Given instruction: Copy out the lines of the records from the line with "[segment] hairy stem" to the line with "M 952 748 L", including both, without changing anything and leaving the pictures out.

Source material:
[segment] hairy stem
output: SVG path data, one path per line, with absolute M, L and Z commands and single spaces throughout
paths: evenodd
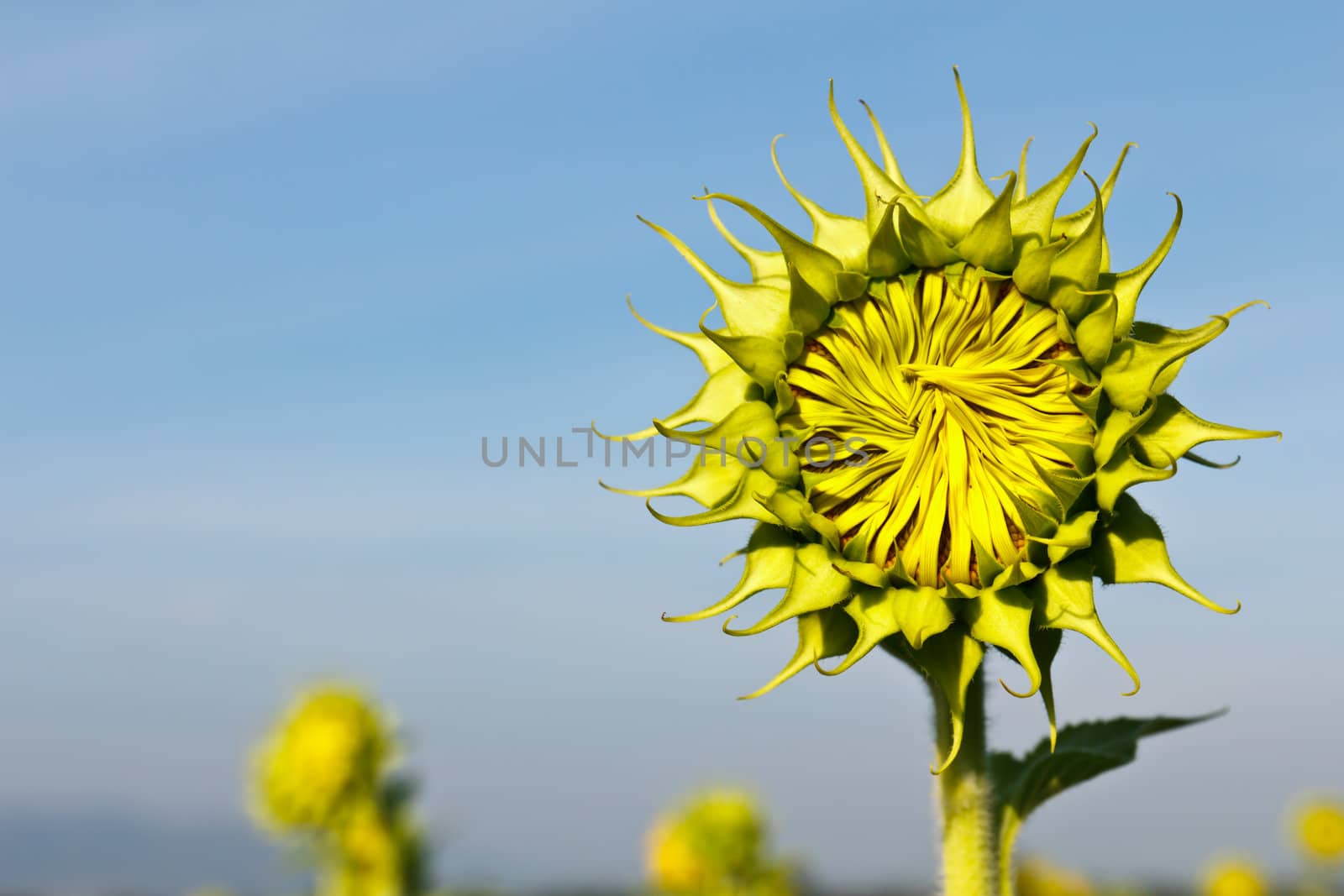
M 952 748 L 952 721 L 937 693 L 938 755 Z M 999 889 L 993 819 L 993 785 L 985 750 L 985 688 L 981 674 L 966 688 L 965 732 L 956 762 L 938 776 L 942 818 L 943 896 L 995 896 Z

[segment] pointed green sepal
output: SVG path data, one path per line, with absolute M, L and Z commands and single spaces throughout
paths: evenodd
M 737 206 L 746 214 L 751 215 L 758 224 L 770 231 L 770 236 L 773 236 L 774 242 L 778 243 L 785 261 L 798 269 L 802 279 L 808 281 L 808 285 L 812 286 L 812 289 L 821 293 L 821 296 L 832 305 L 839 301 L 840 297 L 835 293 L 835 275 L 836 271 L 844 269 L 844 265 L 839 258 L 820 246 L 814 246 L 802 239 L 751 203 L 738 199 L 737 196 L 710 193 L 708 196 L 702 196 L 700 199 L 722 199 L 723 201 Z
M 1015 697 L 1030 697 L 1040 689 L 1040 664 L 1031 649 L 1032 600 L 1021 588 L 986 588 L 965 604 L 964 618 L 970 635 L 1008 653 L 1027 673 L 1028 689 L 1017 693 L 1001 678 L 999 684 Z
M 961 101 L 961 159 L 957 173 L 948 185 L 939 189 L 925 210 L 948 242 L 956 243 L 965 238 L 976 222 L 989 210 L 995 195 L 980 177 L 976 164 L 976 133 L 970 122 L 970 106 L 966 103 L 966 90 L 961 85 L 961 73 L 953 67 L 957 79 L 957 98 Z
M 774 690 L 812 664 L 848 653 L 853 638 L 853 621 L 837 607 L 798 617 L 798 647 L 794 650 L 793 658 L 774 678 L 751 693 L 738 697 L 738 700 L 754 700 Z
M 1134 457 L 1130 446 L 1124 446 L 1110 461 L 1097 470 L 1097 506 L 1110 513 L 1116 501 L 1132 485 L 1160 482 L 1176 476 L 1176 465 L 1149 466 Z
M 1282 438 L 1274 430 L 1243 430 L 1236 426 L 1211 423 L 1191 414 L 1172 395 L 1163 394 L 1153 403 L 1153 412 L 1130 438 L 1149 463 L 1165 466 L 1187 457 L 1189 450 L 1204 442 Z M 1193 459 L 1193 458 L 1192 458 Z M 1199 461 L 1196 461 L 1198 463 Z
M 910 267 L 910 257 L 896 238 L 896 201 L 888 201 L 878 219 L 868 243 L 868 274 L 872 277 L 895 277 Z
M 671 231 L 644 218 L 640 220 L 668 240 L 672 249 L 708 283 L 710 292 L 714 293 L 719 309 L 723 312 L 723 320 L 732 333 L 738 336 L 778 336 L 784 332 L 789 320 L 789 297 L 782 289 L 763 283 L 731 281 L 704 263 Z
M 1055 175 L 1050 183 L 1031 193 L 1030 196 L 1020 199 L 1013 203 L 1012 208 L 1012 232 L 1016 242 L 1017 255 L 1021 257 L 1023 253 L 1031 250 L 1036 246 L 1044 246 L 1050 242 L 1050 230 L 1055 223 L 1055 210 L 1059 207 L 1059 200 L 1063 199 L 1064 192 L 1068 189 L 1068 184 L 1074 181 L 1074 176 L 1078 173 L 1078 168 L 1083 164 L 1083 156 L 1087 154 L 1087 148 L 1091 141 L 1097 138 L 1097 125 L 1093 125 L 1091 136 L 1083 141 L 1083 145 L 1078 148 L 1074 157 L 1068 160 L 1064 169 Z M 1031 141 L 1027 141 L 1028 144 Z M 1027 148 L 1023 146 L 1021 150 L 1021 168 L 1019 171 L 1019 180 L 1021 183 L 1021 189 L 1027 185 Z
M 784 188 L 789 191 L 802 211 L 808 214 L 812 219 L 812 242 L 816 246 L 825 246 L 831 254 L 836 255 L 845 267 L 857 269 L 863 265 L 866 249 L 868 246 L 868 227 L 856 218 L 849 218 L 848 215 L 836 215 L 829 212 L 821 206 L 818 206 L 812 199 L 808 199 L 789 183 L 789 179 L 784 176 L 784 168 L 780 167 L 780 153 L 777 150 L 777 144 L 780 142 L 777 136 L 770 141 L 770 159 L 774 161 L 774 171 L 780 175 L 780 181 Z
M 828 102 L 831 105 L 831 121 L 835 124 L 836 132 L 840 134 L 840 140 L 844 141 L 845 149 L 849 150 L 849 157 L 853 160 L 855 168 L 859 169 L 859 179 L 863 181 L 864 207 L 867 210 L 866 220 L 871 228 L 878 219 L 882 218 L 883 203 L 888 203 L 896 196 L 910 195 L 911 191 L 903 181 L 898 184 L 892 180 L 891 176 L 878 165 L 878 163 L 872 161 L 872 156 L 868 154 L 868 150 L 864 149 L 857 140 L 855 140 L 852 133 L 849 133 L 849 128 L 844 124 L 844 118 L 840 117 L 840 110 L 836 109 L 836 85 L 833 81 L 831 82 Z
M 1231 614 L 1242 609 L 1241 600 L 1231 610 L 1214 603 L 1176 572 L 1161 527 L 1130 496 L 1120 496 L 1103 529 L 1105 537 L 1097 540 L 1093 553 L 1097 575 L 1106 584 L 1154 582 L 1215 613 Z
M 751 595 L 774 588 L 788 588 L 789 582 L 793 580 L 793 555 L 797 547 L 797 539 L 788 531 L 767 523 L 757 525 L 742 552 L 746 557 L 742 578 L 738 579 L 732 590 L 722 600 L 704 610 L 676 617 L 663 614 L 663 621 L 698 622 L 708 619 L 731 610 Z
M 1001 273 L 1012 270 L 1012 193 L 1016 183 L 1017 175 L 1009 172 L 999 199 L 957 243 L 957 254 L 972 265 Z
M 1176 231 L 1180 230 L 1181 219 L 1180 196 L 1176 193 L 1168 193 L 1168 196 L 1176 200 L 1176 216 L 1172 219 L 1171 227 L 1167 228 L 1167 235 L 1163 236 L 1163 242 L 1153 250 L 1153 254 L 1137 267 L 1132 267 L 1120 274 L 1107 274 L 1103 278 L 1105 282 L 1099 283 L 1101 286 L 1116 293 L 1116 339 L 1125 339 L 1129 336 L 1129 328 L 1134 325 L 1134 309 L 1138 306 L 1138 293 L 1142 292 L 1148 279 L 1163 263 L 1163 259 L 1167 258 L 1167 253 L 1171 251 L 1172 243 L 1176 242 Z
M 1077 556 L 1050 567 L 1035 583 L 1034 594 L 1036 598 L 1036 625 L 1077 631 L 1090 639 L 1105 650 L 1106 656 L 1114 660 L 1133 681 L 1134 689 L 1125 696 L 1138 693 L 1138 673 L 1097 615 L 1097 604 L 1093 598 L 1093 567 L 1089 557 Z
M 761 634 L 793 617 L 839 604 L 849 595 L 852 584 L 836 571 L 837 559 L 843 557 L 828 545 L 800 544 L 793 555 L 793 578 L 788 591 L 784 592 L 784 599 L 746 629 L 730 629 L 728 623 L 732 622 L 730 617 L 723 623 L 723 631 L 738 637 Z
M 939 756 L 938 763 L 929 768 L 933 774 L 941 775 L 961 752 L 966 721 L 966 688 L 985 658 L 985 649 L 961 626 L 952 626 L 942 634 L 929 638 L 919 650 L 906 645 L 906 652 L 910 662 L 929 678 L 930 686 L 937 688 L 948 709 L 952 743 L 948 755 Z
--
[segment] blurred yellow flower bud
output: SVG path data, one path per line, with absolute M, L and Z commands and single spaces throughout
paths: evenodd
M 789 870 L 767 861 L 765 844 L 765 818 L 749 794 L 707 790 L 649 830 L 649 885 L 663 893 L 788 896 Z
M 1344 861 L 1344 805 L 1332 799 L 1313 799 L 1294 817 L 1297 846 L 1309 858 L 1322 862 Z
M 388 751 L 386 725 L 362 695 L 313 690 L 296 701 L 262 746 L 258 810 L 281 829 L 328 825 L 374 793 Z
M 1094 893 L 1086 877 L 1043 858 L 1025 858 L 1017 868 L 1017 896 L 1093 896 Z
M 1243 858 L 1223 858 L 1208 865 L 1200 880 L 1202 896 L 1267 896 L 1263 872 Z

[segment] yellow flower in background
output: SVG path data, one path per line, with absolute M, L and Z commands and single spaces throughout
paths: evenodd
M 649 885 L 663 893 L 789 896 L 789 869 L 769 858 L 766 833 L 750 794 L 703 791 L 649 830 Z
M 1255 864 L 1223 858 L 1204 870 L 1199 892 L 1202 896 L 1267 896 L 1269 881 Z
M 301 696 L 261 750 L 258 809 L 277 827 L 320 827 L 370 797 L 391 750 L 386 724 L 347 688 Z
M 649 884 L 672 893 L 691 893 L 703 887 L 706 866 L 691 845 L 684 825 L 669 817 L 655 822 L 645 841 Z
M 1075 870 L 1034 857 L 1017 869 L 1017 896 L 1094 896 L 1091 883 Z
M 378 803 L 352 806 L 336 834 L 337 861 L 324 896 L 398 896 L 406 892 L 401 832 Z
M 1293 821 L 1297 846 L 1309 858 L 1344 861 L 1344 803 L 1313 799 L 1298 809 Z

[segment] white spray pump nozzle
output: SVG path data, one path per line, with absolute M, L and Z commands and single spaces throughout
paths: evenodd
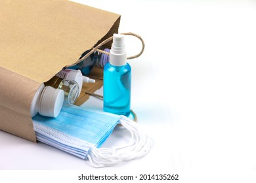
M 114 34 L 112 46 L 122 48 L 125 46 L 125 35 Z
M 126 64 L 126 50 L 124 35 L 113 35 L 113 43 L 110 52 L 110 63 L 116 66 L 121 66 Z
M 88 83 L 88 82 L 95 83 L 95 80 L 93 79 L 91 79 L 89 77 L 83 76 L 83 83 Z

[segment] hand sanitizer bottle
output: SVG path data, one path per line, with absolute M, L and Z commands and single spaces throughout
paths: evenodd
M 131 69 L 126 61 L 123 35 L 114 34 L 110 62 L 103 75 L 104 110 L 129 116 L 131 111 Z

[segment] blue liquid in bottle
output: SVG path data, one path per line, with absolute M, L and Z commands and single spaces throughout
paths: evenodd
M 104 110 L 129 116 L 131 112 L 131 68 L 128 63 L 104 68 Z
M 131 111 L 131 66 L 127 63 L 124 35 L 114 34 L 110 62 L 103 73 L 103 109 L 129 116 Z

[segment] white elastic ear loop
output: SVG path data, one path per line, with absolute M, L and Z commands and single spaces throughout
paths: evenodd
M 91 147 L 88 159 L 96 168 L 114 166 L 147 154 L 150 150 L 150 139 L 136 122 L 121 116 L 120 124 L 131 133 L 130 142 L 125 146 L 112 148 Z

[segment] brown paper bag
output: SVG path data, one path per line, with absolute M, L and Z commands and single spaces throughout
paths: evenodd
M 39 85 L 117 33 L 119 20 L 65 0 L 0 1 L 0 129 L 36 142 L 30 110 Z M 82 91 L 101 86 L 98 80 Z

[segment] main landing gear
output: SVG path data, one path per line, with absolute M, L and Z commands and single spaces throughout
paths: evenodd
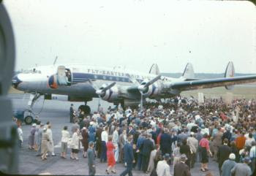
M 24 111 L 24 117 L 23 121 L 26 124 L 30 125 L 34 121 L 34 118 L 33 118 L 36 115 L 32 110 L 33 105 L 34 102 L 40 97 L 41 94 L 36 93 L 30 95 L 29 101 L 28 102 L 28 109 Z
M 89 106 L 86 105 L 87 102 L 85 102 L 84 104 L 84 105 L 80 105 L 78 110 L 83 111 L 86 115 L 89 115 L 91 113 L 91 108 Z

Output of the exercise:
[segment] hairy stem
output: SVG path data, one path per line, with absolute M, L and Z commands and single spaces throughout
paths: evenodd
M 952 748 L 952 721 L 937 693 L 938 755 Z M 999 889 L 993 819 L 993 785 L 985 750 L 985 688 L 981 674 L 966 688 L 965 732 L 956 762 L 938 776 L 942 818 L 943 896 L 995 896 Z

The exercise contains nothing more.